--- Information shown ---

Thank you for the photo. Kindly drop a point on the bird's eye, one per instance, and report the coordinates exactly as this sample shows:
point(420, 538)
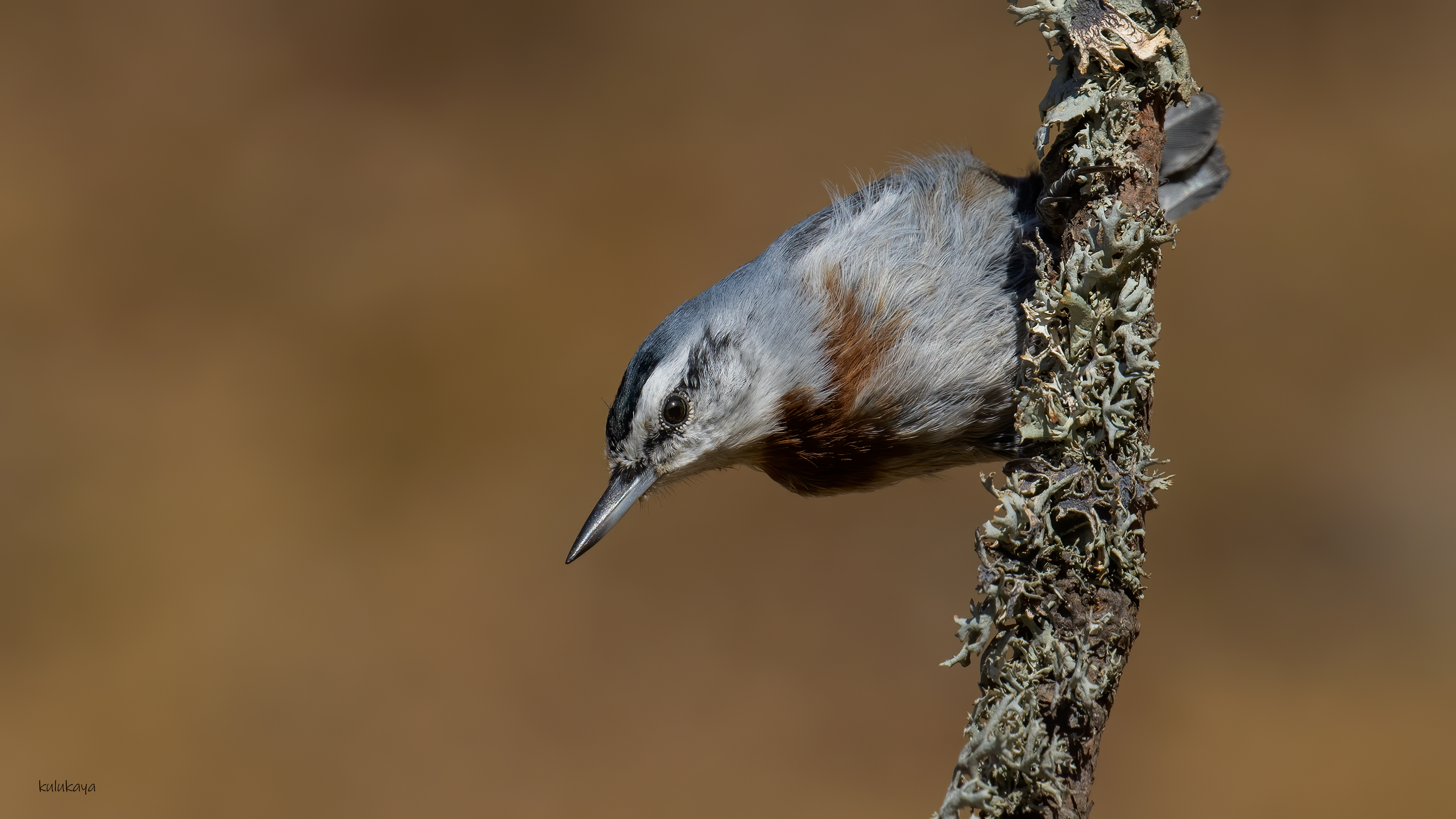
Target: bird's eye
point(675, 410)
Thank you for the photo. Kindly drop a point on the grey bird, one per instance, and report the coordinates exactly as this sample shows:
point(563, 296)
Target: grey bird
point(874, 342)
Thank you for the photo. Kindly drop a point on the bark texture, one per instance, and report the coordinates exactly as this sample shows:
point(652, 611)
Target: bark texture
point(1062, 559)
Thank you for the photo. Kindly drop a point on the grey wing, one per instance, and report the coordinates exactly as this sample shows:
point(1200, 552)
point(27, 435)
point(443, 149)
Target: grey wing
point(1193, 162)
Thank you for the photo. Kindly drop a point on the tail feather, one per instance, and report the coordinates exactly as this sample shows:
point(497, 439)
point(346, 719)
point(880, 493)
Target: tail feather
point(1193, 162)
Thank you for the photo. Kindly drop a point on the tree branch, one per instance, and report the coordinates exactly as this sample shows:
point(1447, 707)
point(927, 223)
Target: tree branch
point(1062, 562)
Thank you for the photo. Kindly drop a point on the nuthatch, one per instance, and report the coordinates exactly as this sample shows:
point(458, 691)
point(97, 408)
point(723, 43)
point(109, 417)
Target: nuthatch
point(874, 342)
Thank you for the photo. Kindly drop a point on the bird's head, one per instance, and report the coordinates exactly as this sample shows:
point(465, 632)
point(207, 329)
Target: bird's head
point(700, 394)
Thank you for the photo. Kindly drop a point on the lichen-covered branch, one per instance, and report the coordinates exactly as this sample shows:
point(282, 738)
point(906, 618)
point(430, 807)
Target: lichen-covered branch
point(1062, 560)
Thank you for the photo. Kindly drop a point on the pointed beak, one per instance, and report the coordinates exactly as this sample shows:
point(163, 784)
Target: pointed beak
point(627, 487)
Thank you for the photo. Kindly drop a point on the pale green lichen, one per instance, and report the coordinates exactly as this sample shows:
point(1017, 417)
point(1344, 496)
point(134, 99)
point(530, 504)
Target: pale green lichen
point(1069, 521)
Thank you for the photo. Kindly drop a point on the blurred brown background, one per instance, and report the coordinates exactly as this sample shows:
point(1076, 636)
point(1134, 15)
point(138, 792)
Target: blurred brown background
point(308, 318)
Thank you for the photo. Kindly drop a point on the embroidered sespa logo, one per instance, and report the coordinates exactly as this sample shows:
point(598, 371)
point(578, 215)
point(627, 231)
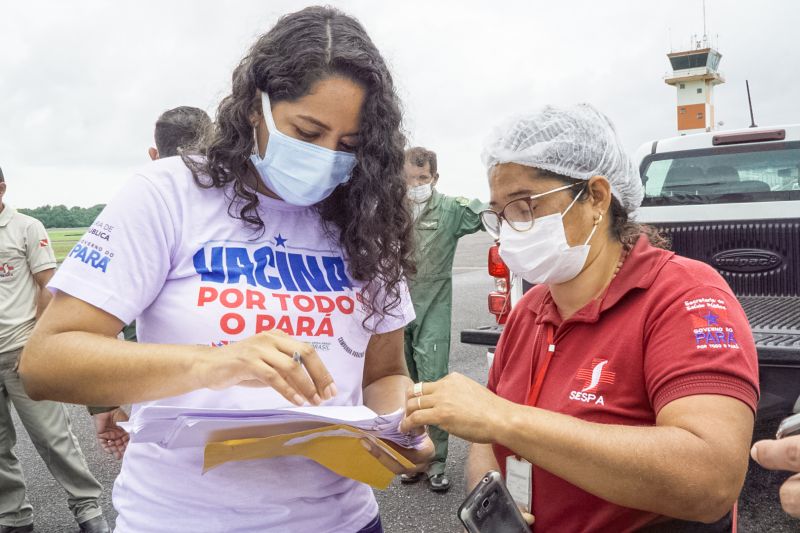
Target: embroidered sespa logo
point(592, 378)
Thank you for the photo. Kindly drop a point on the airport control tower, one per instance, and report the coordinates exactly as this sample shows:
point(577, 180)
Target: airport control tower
point(694, 75)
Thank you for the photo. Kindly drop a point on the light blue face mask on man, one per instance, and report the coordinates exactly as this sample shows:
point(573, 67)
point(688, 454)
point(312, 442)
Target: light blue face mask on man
point(301, 173)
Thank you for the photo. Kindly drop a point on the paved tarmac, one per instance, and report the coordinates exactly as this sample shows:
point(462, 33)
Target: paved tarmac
point(405, 509)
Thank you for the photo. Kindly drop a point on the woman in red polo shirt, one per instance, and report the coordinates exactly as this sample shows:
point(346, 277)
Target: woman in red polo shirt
point(623, 389)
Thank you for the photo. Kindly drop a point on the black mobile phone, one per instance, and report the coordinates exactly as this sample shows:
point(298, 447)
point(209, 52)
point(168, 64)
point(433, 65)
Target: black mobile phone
point(789, 426)
point(489, 508)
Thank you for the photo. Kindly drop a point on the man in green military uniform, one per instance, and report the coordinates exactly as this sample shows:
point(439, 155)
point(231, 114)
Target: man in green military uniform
point(439, 222)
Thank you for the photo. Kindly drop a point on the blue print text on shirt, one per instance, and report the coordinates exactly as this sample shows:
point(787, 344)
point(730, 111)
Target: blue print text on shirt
point(265, 267)
point(89, 256)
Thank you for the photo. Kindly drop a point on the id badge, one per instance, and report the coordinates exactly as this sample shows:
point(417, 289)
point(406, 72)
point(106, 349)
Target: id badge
point(518, 481)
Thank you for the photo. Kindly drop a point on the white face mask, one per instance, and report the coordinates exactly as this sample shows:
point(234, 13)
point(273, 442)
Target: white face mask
point(542, 254)
point(420, 193)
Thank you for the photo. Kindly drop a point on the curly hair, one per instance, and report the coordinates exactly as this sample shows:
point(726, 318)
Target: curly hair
point(374, 227)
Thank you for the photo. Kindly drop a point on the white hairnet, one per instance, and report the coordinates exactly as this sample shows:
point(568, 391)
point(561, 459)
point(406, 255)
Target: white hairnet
point(576, 141)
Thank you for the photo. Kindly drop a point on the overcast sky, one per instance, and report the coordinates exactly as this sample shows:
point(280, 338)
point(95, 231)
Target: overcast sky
point(82, 82)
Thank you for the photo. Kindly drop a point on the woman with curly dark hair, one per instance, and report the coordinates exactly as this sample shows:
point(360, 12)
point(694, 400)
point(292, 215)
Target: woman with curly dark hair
point(265, 271)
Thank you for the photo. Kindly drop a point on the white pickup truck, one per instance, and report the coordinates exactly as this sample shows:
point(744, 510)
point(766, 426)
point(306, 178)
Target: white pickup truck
point(730, 199)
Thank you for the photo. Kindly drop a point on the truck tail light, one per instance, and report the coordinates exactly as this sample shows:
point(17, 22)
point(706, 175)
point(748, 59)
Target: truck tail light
point(499, 299)
point(498, 303)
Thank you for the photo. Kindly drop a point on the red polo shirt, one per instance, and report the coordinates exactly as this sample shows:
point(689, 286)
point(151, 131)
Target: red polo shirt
point(668, 327)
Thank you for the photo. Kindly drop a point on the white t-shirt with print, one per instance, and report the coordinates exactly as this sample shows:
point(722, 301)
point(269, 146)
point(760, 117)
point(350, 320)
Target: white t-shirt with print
point(167, 253)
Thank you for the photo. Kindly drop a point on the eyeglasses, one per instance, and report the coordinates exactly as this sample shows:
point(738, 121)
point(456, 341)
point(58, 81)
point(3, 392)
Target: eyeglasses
point(517, 213)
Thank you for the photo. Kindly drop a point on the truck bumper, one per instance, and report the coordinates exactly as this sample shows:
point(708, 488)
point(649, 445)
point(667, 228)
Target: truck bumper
point(483, 335)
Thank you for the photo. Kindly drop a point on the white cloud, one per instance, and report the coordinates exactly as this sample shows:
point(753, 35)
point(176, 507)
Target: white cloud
point(81, 83)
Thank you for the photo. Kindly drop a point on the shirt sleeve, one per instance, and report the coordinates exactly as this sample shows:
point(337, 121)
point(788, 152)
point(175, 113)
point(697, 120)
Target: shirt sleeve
point(122, 262)
point(38, 251)
point(469, 220)
point(701, 344)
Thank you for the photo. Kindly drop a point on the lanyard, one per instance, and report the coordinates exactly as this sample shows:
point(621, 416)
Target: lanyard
point(533, 396)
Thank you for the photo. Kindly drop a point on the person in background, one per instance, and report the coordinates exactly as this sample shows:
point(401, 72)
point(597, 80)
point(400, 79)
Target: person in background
point(783, 454)
point(624, 386)
point(297, 202)
point(176, 129)
point(27, 263)
point(439, 222)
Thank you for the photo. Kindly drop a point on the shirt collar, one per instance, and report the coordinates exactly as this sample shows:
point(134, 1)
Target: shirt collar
point(6, 215)
point(639, 271)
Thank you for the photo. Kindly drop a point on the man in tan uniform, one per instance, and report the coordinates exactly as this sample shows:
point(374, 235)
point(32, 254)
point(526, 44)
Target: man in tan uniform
point(27, 263)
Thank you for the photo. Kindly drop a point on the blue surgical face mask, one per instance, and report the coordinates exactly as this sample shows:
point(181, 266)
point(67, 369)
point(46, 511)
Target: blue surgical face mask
point(301, 173)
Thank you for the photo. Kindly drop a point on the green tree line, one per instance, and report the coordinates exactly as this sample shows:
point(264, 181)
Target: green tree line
point(61, 216)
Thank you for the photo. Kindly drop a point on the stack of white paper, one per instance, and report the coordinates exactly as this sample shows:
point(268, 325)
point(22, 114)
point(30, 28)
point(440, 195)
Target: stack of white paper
point(179, 427)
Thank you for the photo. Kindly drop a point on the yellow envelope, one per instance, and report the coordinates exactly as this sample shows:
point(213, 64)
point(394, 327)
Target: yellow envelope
point(337, 447)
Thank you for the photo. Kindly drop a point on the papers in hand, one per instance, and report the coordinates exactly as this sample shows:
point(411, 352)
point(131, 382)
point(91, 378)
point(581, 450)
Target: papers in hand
point(329, 435)
point(180, 427)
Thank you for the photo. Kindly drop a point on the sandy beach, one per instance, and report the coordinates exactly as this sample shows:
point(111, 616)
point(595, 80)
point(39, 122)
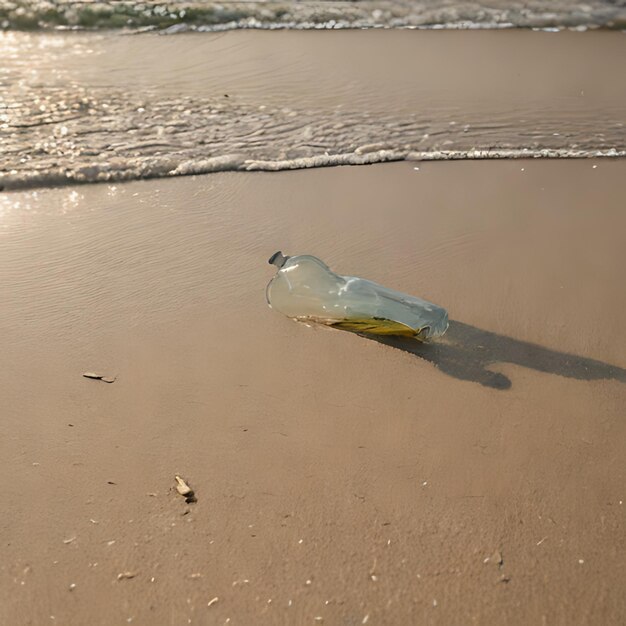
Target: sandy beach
point(339, 480)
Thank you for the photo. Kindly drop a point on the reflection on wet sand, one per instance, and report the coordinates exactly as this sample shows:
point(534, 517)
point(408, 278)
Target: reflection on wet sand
point(468, 353)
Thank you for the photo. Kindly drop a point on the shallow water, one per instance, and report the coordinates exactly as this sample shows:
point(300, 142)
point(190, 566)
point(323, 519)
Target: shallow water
point(98, 107)
point(177, 15)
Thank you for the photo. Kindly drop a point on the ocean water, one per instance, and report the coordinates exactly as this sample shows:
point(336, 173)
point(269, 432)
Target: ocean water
point(121, 104)
point(179, 15)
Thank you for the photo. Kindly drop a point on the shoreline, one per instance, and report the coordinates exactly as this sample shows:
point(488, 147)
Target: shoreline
point(338, 477)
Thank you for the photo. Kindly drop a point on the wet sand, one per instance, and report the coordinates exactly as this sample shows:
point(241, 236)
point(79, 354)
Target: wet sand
point(476, 480)
point(99, 107)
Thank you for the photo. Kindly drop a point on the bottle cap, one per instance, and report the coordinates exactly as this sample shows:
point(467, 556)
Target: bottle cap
point(278, 259)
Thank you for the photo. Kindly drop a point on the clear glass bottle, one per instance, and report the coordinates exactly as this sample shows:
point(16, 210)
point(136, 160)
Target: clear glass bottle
point(305, 288)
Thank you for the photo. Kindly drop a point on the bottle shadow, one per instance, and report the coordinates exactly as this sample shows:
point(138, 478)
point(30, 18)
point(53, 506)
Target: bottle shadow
point(467, 353)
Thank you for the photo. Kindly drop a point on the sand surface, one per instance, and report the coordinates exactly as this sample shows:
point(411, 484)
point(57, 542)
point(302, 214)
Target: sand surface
point(476, 480)
point(108, 107)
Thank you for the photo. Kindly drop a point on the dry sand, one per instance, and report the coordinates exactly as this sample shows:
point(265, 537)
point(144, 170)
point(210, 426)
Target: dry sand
point(478, 480)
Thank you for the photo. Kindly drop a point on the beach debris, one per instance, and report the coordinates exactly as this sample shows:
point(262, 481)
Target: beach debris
point(306, 289)
point(184, 489)
point(103, 377)
point(495, 558)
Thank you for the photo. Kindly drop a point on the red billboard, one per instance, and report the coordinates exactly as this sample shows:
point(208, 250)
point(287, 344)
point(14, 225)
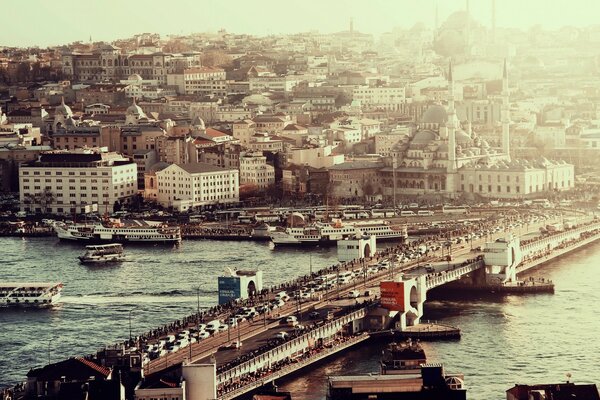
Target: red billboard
point(392, 295)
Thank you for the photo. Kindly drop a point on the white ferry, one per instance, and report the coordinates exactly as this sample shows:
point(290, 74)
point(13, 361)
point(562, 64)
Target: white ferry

---

To be done ▸
Rescale the data beginning at the line that contains "bird's head, one" and stopping after the line that contains "point(700, 394)", writing every line of that span out again. Multiply each answer coordinate by 1.85 and round to whole numbers, with halves rounding up, and leave all other numbers as they are.

Answer to this task ▸
Thank you for the photo. Kindly drop a point on the bird's head, one per instance, and report the coordinates exactly as this sample shows:
point(465, 632)
point(207, 329)
Target: bird's head
point(1295, 729)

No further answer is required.